(Task to carry out)
Your job with the data below: print everything from the line that holds "Target: black seat" down to the line that holds "Target: control lever", ends included, exactly, and nothing else.

(Given data)
-*-*-
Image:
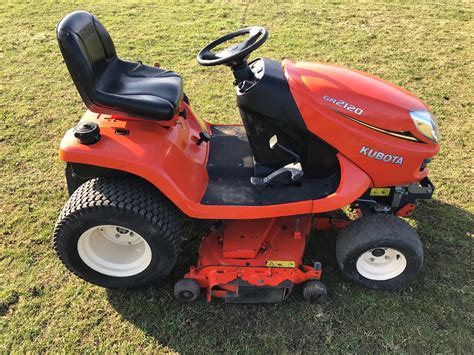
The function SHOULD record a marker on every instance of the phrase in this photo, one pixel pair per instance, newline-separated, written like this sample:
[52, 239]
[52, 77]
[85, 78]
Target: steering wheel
-*-*-
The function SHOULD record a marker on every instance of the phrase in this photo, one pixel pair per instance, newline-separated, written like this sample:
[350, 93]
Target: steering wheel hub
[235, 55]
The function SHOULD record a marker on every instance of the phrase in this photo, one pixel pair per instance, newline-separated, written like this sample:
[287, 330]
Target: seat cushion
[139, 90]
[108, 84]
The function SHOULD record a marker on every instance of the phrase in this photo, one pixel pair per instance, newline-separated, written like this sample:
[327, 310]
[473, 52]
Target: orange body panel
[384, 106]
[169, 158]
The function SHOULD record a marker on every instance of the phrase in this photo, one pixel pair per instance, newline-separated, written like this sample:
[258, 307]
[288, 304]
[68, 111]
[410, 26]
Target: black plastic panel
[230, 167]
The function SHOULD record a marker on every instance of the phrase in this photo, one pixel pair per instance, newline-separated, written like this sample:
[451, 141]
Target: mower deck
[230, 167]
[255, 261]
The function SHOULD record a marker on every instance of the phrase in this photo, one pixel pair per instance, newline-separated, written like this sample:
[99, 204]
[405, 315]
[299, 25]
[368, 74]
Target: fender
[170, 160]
-*-*-
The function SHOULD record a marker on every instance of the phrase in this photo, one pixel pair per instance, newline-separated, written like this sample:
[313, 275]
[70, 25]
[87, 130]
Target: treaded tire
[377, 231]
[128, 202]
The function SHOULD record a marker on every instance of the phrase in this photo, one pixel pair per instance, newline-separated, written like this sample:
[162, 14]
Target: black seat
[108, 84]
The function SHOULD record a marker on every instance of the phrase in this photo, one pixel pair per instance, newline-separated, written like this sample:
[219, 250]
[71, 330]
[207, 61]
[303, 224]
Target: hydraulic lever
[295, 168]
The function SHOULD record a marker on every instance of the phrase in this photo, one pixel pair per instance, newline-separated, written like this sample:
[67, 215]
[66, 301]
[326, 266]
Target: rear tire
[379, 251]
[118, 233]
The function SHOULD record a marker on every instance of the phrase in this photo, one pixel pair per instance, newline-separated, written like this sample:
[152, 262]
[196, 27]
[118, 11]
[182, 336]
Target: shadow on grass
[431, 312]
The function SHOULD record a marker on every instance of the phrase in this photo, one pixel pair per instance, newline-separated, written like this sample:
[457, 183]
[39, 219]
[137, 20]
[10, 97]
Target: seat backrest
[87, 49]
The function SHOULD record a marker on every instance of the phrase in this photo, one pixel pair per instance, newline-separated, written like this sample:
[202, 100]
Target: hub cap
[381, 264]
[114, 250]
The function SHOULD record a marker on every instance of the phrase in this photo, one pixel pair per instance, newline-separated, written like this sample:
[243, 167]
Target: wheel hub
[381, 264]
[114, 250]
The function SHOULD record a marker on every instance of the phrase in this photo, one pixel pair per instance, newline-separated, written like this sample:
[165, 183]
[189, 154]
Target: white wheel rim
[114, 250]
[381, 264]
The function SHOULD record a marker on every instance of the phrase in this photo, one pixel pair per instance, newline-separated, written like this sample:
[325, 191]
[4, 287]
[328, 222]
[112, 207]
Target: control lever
-*-*-
(Solution for this task)
Target: black seat
[108, 84]
The function SHOULD record a marker on every instance of the phrase in this photo, one pixel pair per instance, newline-separated, written like this sample:
[219, 250]
[71, 330]
[207, 61]
[303, 224]
Target: hydraulic lever
[295, 168]
The function SHOULD record a marker on every instance of the phrase in this photo, one pixel pair per instance, newline-separated, written like this sample:
[67, 215]
[66, 301]
[326, 266]
Target: rear tire
[379, 251]
[118, 233]
The function SHOULD record a marker on every instance of the phrase in this photo, one pixel pair per instance, newline-separated, written like this sample:
[152, 262]
[196, 27]
[118, 11]
[182, 336]
Target: shadow on grass
[431, 312]
The function SHOULD record a marker on every instance of the phrase in this photo, one pixel pair per instance, newline-separated, written like this sample:
[457, 183]
[39, 219]
[137, 20]
[10, 97]
Target: seat backrest
[87, 49]
The function SHOULD record a marker on every instance of the phrase in this photo, one pixel pair per instance, newline-separated, written like this sample:
[202, 100]
Target: hub cap
[381, 264]
[114, 250]
The function SHOULD record a marker on every instance of the phrase in this photo, one pixel pair per instance, newline-separated, written like this sample:
[243, 167]
Target: wheel hub
[381, 264]
[114, 250]
The function SHOULD record a marker on every instance of the phrase in this photo, one pixel pair per instance, newline-separated, written like this sample:
[165, 183]
[189, 154]
Target: white wheel rim
[114, 250]
[381, 264]
The function SHOULD record a marker on every instance of the phrase in this photo, one pixel pair per instance, newline-separated, written like this sample:
[325, 191]
[4, 287]
[328, 222]
[112, 207]
Target: control lever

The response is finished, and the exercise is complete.